What this task involves: In the benchmark documentation below, what happens when the accuracy check fails?

Which scenarios are included in the default run and which are extras depends on the suite. Check the suite's suite.json or see suites/README.md.

Running speculative on Suite A or D: the draft model path is resolved automatically from speculative_draft_model_id in the suite config (respecting configs/models_local.yaml). No manual engine config is required.

Key metrics

throughput_tokens_per_sec — input + output tokens per second. Offline scenario primary metric.

max_valid_qps — highest request rate (queries/sec) where TTFT p99 stays under the suite's SLA. Online scenario primary metric.

ttft_ms_p99 — 99th percentile time-to-first-token in milliseconds. Interactive scenario primary metric.

throttle_ratiomin_throughput / max_throughput over the 30-minute sustained run. 1.0 = perfectly stable. A100 reference: ~0.87 at concurrency 8.

quality_efficiency — Suite C only. speedup_vs_bf16 × accuracy_retention. Rewards quantized formats that are both fast and accurate. See suites/README.md for full details on all suites and metrics.

Expected run times (A100-SXM4-80GB reference)

Suite Default run Notes
A ~11 min offline + online
B ~20 min 4× chips (A100-80GB); ~37 min on A100-40GB
C ~22 min offline only, all 5 precision formats
D ~22 min Long-context (offline only)
E ~9 min Up to 4× scaling
F ~10 min offline + online + interactive
G ~35 min MoE multi-chip (varies with chip count)

Sustained adds about 30 minutes on datacenter suites (A–E); Suite F uses a 15-minute sustained profile. Add interactive (~35 min on Suite A) by running with --scenario interactive or --scenario all. Add speculative (~3 min extra on Suite A, ~24 min extra on Suite D) or burst (~18 min extra on Suite A/B) with --scenario speculative / --scenario burst.


Submitting a result

Accuracy gate (automatic)

When you run the suite, accuracy runs automatically as the first step. If accuracy fails, the benchmark is aborted.

============================================================
  Step 1: Accuracy Gate
  Must pass before benchmark runs.
============================================================

Score: 62/100 = 0.6200
Baseline: 0.6000
Delta: +0.0200 (min allowed: -0.10 — matches `accuracy_threshold_delta` in many suites; Suite C uses per-format thresholds)
Valid: True

  ✓ Accuracy gate passed: 0.62 (delta=0.02, valid=True)

The accuracy check uses the same model instance as the benchmark — same framework, same precision, same inference stack.

Data:

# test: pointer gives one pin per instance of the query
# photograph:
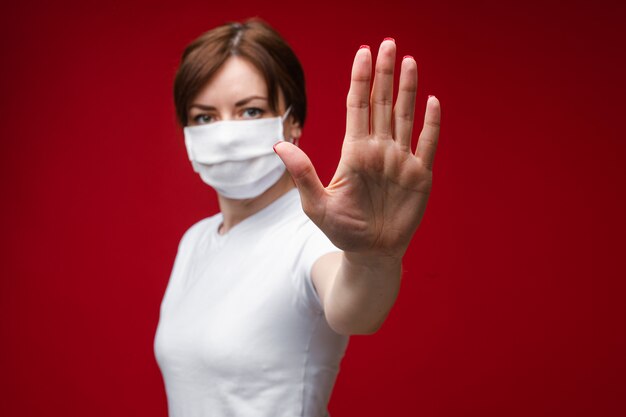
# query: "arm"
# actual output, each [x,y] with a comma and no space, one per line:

Result below: The benchmark is aborted.